● Records shown:
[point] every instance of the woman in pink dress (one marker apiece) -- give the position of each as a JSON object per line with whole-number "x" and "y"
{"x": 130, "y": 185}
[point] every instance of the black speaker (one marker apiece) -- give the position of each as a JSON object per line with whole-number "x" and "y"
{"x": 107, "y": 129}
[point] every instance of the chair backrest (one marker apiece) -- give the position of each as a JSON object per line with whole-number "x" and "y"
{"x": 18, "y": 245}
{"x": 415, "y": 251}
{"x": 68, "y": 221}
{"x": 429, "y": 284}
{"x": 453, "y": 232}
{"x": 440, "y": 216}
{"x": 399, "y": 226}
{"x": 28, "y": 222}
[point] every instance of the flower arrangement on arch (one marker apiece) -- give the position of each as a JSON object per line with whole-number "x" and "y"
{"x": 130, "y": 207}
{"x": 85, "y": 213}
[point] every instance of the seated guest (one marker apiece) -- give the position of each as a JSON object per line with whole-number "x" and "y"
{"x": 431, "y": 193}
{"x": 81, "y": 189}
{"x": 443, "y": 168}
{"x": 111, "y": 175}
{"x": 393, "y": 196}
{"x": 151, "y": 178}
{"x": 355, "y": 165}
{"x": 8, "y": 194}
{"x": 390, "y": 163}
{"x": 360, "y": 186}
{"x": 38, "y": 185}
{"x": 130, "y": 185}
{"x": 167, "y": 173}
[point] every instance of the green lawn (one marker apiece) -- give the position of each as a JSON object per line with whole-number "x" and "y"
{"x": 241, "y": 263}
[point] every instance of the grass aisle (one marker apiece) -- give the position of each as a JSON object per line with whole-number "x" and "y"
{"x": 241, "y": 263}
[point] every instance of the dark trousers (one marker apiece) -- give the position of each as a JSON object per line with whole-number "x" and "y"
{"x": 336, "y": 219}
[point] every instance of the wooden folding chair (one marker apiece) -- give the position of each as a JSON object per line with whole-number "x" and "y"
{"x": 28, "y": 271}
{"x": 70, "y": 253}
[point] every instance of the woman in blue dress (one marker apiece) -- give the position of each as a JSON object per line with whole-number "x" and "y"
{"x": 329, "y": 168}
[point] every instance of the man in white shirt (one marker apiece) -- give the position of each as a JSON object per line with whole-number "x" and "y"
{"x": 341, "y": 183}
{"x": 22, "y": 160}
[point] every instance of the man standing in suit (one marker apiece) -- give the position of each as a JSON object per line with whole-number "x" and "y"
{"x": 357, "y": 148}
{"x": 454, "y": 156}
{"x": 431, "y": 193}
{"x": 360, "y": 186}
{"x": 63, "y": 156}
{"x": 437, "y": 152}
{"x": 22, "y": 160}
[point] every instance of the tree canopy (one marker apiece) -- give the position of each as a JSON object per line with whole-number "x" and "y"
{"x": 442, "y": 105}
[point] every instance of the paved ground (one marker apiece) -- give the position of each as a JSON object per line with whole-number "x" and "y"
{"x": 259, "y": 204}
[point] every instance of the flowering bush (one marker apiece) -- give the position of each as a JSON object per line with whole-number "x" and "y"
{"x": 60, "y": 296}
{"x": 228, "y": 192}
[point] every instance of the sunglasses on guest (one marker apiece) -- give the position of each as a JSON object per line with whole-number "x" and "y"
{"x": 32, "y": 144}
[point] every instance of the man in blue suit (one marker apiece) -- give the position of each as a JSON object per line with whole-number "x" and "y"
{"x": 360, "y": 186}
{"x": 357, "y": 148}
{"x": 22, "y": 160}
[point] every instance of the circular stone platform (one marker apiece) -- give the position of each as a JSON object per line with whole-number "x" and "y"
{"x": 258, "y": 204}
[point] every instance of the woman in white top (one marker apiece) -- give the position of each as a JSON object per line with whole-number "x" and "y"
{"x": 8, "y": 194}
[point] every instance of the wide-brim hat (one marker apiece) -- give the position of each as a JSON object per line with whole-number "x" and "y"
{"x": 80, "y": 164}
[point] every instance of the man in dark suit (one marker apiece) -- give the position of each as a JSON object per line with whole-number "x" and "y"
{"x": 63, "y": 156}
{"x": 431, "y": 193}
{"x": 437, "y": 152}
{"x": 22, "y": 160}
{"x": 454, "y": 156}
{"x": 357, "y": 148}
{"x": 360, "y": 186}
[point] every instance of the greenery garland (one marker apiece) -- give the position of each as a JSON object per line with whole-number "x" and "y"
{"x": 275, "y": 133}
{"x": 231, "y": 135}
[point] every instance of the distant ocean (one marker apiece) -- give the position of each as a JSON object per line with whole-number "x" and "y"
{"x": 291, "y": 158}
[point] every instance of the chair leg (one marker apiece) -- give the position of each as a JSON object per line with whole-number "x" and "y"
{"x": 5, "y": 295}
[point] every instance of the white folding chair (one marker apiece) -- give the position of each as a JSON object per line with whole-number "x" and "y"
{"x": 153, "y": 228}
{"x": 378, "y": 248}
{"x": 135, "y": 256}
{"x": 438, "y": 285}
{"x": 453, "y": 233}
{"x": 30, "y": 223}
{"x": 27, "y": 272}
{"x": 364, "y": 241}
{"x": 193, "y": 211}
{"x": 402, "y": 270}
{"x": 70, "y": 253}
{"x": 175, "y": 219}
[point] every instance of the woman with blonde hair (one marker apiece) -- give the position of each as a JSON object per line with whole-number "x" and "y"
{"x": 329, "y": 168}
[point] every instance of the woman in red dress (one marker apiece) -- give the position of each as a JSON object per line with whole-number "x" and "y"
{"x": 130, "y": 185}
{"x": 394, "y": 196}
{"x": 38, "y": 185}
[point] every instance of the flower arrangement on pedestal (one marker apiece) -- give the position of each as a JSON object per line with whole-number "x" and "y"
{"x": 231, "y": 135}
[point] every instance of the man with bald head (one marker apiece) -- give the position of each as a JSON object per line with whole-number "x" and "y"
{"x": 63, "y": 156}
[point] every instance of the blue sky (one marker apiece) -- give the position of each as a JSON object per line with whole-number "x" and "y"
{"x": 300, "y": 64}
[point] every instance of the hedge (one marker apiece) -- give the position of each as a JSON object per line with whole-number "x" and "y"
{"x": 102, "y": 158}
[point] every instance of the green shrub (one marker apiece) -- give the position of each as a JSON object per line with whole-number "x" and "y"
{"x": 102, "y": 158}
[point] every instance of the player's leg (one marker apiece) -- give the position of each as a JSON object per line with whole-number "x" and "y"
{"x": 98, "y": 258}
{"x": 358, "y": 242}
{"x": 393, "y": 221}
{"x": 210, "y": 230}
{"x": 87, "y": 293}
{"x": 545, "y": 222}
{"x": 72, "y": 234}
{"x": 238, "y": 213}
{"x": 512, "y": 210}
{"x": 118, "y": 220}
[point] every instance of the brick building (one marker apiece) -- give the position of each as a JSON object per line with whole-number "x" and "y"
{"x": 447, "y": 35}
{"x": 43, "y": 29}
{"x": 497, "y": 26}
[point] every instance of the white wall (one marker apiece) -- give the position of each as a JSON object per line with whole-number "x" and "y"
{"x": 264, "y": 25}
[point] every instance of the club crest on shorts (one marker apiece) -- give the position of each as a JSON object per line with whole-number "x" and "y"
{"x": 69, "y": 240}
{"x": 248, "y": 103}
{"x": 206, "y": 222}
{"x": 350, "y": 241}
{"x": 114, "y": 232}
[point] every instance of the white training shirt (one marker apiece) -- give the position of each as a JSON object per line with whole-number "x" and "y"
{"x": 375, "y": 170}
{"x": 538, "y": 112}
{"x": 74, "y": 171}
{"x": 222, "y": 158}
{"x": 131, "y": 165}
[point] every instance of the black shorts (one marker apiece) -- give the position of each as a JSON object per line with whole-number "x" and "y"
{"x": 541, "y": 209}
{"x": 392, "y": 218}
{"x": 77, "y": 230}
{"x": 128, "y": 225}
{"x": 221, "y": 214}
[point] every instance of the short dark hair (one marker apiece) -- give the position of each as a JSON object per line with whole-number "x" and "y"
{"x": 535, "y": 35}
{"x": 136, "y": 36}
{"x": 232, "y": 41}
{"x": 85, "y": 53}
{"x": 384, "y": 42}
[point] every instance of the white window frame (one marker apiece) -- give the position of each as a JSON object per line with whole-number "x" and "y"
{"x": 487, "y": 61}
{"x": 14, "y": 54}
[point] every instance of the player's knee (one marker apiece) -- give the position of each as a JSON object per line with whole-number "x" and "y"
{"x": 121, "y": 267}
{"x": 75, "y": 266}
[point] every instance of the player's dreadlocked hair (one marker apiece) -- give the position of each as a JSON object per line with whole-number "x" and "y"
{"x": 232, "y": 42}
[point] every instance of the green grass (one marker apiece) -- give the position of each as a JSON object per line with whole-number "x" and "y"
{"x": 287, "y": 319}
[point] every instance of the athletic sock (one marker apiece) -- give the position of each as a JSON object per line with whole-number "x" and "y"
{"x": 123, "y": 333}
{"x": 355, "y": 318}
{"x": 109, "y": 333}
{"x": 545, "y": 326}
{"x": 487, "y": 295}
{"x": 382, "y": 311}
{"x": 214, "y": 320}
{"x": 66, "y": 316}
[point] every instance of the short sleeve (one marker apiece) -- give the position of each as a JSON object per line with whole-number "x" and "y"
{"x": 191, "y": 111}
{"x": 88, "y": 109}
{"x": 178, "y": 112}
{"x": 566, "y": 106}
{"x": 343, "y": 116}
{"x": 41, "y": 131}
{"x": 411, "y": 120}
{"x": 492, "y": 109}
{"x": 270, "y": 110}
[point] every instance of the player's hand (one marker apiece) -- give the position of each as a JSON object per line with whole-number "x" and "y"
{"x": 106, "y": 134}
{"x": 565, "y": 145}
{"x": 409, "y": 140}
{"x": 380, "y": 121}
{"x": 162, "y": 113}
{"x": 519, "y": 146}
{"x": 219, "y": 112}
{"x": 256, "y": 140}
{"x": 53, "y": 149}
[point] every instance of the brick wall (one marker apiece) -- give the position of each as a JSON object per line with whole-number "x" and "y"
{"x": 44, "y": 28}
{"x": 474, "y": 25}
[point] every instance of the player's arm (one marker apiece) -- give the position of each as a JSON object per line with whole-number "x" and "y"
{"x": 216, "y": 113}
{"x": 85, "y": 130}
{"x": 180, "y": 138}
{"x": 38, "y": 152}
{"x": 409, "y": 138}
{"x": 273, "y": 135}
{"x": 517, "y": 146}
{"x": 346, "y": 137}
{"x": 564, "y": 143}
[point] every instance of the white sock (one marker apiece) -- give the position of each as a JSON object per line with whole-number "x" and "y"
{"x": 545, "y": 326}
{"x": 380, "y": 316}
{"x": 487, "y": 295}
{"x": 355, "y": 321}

● Description of the task: Begin with the line that contains "[point] every instance of the brick wall" and end with the last line of the records; set down every line in that span exactly, and nothing else.

● Written response:
[point] every instance of the brick wall (one marker apiece) -- give the position of each as a JSON object per line with whole-number "x" and "y"
{"x": 44, "y": 28}
{"x": 474, "y": 25}
[point] every instance of the player's arm (one marker apiece) -- give the position of each as a JSON object per line with whole-number "x" and "y"
{"x": 216, "y": 113}
{"x": 85, "y": 130}
{"x": 180, "y": 138}
{"x": 38, "y": 152}
{"x": 409, "y": 138}
{"x": 273, "y": 135}
{"x": 517, "y": 146}
{"x": 346, "y": 137}
{"x": 564, "y": 143}
[point] every instance of the white sock (one marker apiece) -- give the position of each as a JSON object per line with whole-number "x" and "y"
{"x": 545, "y": 326}
{"x": 380, "y": 316}
{"x": 487, "y": 295}
{"x": 355, "y": 321}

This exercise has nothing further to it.